╭─ Extracted data
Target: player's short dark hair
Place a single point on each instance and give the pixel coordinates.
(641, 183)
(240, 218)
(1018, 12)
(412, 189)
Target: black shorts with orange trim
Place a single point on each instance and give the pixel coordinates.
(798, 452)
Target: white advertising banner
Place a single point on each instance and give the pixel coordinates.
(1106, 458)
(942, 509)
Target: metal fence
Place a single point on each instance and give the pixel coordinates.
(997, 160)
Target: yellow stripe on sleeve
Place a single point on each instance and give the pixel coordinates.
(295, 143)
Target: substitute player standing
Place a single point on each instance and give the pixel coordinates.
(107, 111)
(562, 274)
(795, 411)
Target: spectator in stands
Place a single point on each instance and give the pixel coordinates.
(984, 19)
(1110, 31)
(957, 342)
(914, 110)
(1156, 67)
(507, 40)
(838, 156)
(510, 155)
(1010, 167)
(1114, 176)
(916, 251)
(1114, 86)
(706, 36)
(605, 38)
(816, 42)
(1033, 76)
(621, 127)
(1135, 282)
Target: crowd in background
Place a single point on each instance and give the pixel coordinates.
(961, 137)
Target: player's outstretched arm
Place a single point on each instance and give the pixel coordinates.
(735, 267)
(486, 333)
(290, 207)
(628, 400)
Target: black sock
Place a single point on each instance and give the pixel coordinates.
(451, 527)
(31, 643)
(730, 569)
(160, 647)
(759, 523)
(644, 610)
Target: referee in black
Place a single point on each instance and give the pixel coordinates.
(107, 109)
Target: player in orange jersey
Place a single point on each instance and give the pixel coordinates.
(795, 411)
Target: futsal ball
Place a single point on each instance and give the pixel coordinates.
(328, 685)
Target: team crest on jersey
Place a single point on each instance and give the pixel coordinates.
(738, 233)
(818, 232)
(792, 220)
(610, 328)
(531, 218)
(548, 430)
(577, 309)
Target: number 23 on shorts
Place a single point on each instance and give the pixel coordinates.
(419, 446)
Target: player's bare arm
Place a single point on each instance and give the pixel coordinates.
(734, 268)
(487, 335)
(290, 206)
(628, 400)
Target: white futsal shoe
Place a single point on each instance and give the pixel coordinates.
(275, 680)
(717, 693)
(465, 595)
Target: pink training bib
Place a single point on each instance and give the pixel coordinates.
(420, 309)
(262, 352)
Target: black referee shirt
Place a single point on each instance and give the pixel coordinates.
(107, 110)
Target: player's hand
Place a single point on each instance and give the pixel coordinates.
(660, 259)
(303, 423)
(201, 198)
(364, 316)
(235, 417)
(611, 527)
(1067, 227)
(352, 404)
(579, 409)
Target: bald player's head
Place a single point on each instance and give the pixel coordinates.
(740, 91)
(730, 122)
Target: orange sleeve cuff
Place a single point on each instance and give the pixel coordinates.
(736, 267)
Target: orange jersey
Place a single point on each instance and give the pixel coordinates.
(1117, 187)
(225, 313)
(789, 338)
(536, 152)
╰─
Aim of the exercise
Take the lines above from the one containing "Target: white advertising banner" to the one containing "Target: crowd in background" and retype them exactly, both ends included, with nothing added.

Answer to this exercise
Target: white advertising banner
Place a single point on each instance and give the pixel coordinates.
(1106, 458)
(942, 509)
Target: metal fence
Place a single point on each instance and give the pixel coordinates.
(997, 160)
Target: yellow stripe on sleeve
Place a single point on each instance and give the pixel coordinates.
(295, 143)
Target: substitute player standing
Place a single point on each instance and give the pixel coordinates.
(107, 111)
(562, 274)
(795, 411)
Target: spectator in stands
Place a single point on each instance and give the pixel coordinates.
(984, 19)
(1110, 31)
(957, 342)
(914, 110)
(1156, 67)
(507, 40)
(838, 156)
(510, 155)
(1010, 167)
(1114, 176)
(916, 251)
(1114, 86)
(706, 36)
(605, 38)
(816, 42)
(1033, 76)
(621, 127)
(1135, 282)
Target: crowd in background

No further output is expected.